§ **Stated task A**
In the Vasile Moldoveanu biography, what role did he sing at his Romanian Opera debut?

§ **Excerpt**
= Vasile Moldoveanu =

Romanian tenor (born 1935)

Vasile Moldoveanu (born 6 October 1935) is a Romanian tenor.

== Biography ==
He was born in Constanța. After attending the Mircea cel Bătrân High School in his native city,
Moldoveanu studied voice at the "Ciprian Porumbescu" University of Music in Bucharest under the supervision of the tenor Dinu Bădescu, as a student in the class prepared by Octav Enigărescu. His debut was at the Romanian Opera in Bucharest on 9 January 1966; he played Arlecchino in Pagliacci by Ruggero Leoncavallo.

His career in Romania was relatively short: he performed at the Romanian Opera for seven seasons between 1966 and 1971. He sang in 22 operas, mainly in secondary roles, but also in main roles such as Rinuccio (Gianni Schicchi), Rodolfo (La bohème), Il Duca di Mantova (Rigoletto), Ernesto (Don Pasquale), and Tamino (Die Zauberflöte, which was his last performance in Romania, on 23 June 1972). He also appeared in secondary roles on the first opera LPs from Electrecord,(La traviata, Samson et Dalila and Carmen).

In 1971 he was invited by the Viktor Vladarski and Friedrich Pasch agencies to a series of auditions in Germany. After initial difficulties in obtaining a visa because he was not a member of the Romanian Communist Party, he arrived in Germany in 1972 and decided not to return to Romania. The authorities started an inquiry and he was sentenced to the death penalty in his absence, his refusal to return to the country during a "mission of representation of the Romanian state" being interpreted as treason. After the relevant penal code was modified in 1973, the case was heard again in his absence, and he was sentenced to five years imprisonment and seizure of property.

§ **Data shown**
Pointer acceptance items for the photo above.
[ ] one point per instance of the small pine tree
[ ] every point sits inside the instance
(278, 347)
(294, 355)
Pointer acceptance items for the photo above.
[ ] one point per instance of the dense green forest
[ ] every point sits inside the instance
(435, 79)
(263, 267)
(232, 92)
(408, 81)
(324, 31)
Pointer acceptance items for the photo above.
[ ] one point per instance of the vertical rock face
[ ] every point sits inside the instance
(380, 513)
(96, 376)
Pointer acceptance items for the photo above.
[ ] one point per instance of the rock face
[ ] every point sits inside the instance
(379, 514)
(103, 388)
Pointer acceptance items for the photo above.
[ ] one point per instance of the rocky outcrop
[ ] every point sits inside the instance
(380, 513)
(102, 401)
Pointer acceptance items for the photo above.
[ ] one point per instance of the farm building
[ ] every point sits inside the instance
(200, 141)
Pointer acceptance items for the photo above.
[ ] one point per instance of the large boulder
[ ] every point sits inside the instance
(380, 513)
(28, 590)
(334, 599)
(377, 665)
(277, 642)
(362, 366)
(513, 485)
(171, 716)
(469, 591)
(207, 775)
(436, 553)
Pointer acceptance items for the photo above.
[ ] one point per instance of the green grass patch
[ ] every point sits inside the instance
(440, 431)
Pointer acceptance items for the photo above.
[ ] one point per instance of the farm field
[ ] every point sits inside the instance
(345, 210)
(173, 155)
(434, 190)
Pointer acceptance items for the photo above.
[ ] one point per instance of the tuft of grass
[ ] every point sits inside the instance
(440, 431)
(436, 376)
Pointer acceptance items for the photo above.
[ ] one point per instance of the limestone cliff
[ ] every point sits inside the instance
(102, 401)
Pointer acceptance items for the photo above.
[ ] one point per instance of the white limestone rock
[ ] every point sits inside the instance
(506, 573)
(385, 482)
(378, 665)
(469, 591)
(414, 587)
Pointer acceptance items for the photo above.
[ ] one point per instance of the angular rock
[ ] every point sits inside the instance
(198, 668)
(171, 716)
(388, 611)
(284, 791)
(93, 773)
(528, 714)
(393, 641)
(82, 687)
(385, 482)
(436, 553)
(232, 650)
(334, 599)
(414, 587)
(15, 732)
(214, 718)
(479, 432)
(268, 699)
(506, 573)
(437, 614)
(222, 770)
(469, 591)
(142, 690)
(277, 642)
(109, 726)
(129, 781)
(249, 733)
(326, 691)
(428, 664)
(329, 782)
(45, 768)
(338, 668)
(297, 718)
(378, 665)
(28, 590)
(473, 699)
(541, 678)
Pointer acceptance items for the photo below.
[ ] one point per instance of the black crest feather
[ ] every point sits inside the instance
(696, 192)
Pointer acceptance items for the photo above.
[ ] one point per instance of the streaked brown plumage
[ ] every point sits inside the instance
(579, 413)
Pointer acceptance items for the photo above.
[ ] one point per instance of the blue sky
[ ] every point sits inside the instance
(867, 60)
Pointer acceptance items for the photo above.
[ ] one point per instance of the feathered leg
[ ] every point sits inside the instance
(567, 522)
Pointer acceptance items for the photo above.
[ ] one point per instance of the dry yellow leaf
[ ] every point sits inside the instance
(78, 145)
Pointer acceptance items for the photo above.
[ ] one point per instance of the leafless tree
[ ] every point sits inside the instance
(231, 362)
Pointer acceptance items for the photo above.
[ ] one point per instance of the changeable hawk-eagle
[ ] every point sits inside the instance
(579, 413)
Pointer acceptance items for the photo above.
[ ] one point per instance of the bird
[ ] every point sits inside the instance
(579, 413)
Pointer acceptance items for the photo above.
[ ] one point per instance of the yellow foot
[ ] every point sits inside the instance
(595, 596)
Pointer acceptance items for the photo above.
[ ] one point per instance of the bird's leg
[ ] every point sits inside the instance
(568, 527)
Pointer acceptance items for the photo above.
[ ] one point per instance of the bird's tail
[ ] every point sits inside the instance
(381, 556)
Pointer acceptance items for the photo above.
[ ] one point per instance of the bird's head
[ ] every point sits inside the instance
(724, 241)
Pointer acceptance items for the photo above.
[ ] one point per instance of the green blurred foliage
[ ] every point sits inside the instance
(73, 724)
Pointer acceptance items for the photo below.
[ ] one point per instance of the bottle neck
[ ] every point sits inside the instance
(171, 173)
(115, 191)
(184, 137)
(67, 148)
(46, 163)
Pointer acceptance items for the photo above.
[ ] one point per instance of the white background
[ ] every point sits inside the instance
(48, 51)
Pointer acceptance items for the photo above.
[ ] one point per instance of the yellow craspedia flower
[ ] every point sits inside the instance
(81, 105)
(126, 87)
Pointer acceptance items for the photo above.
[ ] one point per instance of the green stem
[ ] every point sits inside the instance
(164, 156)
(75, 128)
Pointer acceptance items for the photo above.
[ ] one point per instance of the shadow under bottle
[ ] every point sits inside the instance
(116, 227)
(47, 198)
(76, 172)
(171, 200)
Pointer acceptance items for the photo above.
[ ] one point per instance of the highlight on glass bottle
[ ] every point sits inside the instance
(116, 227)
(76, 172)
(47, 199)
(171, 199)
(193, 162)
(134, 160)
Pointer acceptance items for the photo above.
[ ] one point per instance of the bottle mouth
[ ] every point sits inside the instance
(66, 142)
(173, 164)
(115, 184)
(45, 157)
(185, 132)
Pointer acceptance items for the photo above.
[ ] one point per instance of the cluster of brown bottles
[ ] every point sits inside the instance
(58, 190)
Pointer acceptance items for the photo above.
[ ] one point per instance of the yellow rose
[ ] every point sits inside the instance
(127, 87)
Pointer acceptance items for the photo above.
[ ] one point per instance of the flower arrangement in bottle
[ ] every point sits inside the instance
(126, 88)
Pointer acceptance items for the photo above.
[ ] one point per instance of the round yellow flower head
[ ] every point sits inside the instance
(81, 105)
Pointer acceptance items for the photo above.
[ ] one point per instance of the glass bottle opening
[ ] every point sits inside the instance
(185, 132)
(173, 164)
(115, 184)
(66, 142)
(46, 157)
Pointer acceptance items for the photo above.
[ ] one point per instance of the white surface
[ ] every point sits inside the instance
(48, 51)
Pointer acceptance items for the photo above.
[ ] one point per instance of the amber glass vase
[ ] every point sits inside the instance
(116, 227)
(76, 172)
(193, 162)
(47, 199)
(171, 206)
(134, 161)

§ **Stated task B**
Extract every line of the records that contains the word "bird", copying each line unchanged.

§ **Written solution A**
Arlecchino in Pagliacci by Ruggero Leoncavallo.

§ **Written solution B**
[ ] one point per instance of the bird
[ ] one point per instance of the bird's leg
[ ] one point per instance of the bird's tail
[ ] one point per instance of the bird's head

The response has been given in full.